Procurada, a Polícia Civil do Pará informou que os policiais foram afastados das funções e estão à disposição da Justiça. “O caso será apurado por meio de Processo Administrativo Disciplinar (PAD). A PCPA reforça que não compactua com desvios de conduta de qualquer agente”, diz a nota. A PM do Pará não respondeu ao pedido de comentário.

•        Mais dois policiais investigados

Além do delegado e do terceiro sargento, a Operação Bruciato também teve como alvo um escrivão da Polícia Civil de Redenção, Danillo Santos Silva. A investigação aponta para transferências suspeitas entre Silva e a mineradora Dente Di Leone.

Silva teria movimentado cerca de R$ 40 milhões em apenas oito meses, entre agosto de 2021 e março de 2022. Segundo a PF, ele recebia valores de diferentes fontes e repassava para outros integrantes do esquema, como garimpeiros, empresários, mineradoras, postos de combustíveis e empresas de aluguel e manutenção de máquinas pesadas.

Os repasses para empresas de maquinário e combustível seriam uma forma de financiar as atividades de garimpo na região, afirma a investigação. Silva também é suspeito de participar diretamente da exploração no garimpo de Santile, dentro da TI Kayapó.

O quarto policial preso e afastado das funções é o terceiro sargento da PM David Jerry Ribeiro dos Santos.

Os relatórios de inteligência financeira mostram que Jerry, como é conhecido, recebeu R$ 470 mil da Mineradora Dente Di Leone. Os documentos identificam também outras transações com joalherias, pessoas e empresas investigadas na Operação Bruciato.

= = = = = = =

▶ [Enunciado do exercício]
De acordo com o texto sobre a Operação Bruciato, quanto o escrivão Danillo Santos Silva teria movimentado entre agosto de 2021 e março de 2022?

▶ [Extrato de dados]

= = = = = = =

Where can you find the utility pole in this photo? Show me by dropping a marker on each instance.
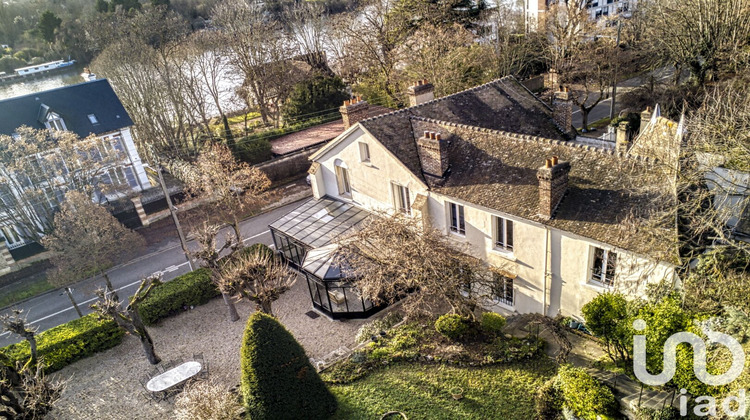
(617, 66)
(160, 169)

= = = = = = =

▶ [Resposta do exercício]
Cerca de R$ 40 milhões.